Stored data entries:

◇ ◇ ◇

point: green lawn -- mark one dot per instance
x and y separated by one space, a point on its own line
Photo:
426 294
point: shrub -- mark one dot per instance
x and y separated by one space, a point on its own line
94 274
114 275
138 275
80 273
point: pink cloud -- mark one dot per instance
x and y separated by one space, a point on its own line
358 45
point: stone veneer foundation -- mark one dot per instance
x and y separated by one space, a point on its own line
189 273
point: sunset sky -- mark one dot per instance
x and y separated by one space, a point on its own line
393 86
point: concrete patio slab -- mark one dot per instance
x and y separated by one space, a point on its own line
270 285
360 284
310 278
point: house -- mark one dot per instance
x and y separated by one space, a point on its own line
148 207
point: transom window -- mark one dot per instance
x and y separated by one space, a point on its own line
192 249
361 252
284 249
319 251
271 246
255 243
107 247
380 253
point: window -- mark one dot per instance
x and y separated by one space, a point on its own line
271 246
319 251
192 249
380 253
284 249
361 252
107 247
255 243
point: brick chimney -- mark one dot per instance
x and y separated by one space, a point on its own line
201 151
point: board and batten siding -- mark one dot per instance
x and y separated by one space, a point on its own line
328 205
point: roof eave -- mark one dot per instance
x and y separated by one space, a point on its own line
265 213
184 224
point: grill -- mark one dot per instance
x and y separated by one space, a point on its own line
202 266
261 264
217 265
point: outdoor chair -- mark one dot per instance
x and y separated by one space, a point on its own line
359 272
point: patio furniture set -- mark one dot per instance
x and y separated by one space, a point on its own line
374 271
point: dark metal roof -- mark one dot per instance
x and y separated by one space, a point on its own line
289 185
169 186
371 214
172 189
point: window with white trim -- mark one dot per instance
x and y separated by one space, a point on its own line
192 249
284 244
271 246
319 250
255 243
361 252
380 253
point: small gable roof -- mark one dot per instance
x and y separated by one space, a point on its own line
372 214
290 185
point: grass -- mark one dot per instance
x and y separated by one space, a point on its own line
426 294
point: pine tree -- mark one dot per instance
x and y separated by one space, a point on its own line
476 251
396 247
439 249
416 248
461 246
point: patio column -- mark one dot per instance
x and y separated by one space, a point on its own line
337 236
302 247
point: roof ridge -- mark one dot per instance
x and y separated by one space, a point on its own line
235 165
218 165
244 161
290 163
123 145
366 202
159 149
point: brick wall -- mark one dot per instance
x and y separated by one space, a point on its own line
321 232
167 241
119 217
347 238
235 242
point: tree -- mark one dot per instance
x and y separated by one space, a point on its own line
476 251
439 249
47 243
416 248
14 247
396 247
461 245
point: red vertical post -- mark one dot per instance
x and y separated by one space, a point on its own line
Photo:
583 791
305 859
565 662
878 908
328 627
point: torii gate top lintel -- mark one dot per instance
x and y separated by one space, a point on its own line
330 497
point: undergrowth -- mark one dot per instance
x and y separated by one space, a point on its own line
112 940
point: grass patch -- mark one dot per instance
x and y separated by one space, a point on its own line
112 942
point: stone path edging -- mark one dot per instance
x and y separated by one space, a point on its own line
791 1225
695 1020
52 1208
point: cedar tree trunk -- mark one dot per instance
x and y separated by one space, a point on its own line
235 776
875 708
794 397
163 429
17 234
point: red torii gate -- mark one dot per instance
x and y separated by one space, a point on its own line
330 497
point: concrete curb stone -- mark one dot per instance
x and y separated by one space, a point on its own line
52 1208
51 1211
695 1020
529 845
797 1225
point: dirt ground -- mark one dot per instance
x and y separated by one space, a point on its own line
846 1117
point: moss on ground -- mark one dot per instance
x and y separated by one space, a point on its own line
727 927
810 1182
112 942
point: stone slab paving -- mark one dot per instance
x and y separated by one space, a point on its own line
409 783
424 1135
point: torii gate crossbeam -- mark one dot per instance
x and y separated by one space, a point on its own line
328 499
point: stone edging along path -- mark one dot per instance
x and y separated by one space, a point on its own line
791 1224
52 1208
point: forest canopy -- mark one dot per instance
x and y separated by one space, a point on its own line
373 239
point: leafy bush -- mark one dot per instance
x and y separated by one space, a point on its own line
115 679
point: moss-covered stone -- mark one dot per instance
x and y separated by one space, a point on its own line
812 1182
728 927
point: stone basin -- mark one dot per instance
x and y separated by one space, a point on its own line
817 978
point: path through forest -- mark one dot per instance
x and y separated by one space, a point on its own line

◇ ◇ ◇

Would you copy exactly the lines from the one that contains "point: path through" through the final line of the records above, including both?

■ **Completed task**:
point: path through forest -- mark one dot per instance
x and y separated by one space, a point on its own line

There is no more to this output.